Understanding a clients’ investment time horizon is crucial for making the decisions on asset allocation and portfolio composition. If a client is 30 years old, they still have ~35 years till retirement. But what a lot of people don’t take into consideration is the fact that their investment time horizon continues past retirement and goes all the way until they die. Investors with longer time
horizons may have a different perspective on their ability to take on more risk than those closer to retirement because they have more time to recover from a market drawdown. Older clients, who are near or in retirement or have a shorter time horizon, may be inclined to position their portfolio’s more defensively to help prevent their investment portfolio from decreasing by too much in a drawdown.


Tax Considerations:

Understanding a client’s tax situation also comes into play with portfolio implementation and financial planning. We work alongside your CPA to understand your tax situation, and actively manage the gains and losses in your portfolio in order to minimize your capital gains taxes if possible. We also work to maximize the most tax efficient way for charitable giving through the use of DAF accounts (donor-advised-fund), if a client so chooses to do so.

Object detection data
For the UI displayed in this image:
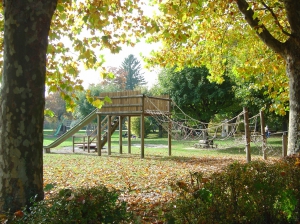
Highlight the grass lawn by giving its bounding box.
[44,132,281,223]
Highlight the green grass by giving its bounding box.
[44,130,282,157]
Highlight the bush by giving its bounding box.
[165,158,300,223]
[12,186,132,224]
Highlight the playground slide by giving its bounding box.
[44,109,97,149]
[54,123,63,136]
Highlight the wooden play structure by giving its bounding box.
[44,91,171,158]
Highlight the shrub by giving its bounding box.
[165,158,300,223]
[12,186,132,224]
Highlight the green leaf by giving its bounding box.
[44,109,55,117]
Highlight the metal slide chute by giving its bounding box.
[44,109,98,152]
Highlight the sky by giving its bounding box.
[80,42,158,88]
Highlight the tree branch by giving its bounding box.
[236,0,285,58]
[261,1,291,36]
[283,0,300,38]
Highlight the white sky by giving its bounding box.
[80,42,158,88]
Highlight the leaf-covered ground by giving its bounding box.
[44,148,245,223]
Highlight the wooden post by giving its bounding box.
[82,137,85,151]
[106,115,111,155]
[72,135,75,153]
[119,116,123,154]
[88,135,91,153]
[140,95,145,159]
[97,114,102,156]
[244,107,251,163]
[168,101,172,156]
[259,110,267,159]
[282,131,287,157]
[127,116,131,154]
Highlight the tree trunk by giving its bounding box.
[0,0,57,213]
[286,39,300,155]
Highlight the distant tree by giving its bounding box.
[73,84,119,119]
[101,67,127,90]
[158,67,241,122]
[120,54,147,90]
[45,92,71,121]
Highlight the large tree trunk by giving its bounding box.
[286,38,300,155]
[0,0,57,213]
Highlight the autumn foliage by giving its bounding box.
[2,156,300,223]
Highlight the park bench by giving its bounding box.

→ WRITTEN INSTRUCTION 1
Answer these questions about the investment planning passage.
(a) For a 30-year-old client, about how many years remain until retirement?
(b) Whom does the firm work alongside to understand a client's tax situation?
(c) What does DAF stand for?
→ WRITTEN INSTRUCTION 2
Resume the investment planning passage, beginning right after its final sentence.

→ FINAL ANSWER 1
(a) About 35 years.
(b) The client's CPA.
(c) Donor-advised-fund.

→ FINAL ANSWER 2
Asset Allocation Targets:

The most important decision in the investment management process that historically has had the most impact on returns is the asset allocation. The asset allocation is the end result of digging into a client’s time horizon, liquidity needs, income needs, risk tolerance, etc. The asset allocations we generally use for clients are equity (100% equities/0% fixed income), growth (70%
equities/30% fixed income), balanced (50% equities/50% fixed income), conservative (30% equities/70% fixed income), and fixed income (0% equities/100% fixed income).


Return Expectations:

Return expectations are generally correlated with the amount of risk you are willing to take on over long-term market cycles. Typically, lower risk results in lower long-term returns with less volatility, and higher risk typically results in higher long-term returns with more volatility. We look to understand what your goals are, and how much annualized return you would need to achieve
those goals.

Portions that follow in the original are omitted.